* [Direction] Switch "keypoint" to "marker" everywhere it occurs in the items below, and write out all the items again with nothing else changed.
<<<<
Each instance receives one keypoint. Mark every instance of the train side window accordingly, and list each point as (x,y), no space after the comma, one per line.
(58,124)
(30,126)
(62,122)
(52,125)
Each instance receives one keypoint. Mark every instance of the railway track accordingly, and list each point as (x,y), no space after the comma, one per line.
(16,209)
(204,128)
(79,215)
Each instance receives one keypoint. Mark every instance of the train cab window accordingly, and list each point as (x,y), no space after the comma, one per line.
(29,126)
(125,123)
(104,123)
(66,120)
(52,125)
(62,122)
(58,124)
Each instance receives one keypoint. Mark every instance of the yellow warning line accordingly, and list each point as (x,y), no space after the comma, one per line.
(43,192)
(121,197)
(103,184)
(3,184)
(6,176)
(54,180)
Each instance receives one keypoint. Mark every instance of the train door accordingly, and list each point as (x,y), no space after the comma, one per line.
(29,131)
>>>>
* [Solution to this exercise]
Each instance receives one marker. Mark every instance of the train side window accordingly, and list each point as (x,y), no space after the comma, one per line.
(58,124)
(30,126)
(62,122)
(52,125)
Each instance receives one marker. Mark every instance of the railway track accordingly, and list each point as (x,y), no space after the comma, one per line.
(16,209)
(204,128)
(79,215)
Each instance receives one marker. Mark every instance of the train cab window accordingly, and list each point as (x,y), no space after the comma, one per line.
(29,126)
(125,123)
(104,123)
(66,120)
(52,125)
(62,122)
(58,124)
Each instance receives one marker. Mark every instance of the yellow warning line accordingly, and list each point as (x,y), no space after the comma, one per line.
(43,192)
(121,197)
(103,184)
(3,184)
(6,176)
(54,180)
Each instance receives one marker. Mark every instance of the train door accordingly, and list each point as (x,y), no space after the comma, one per line.
(29,131)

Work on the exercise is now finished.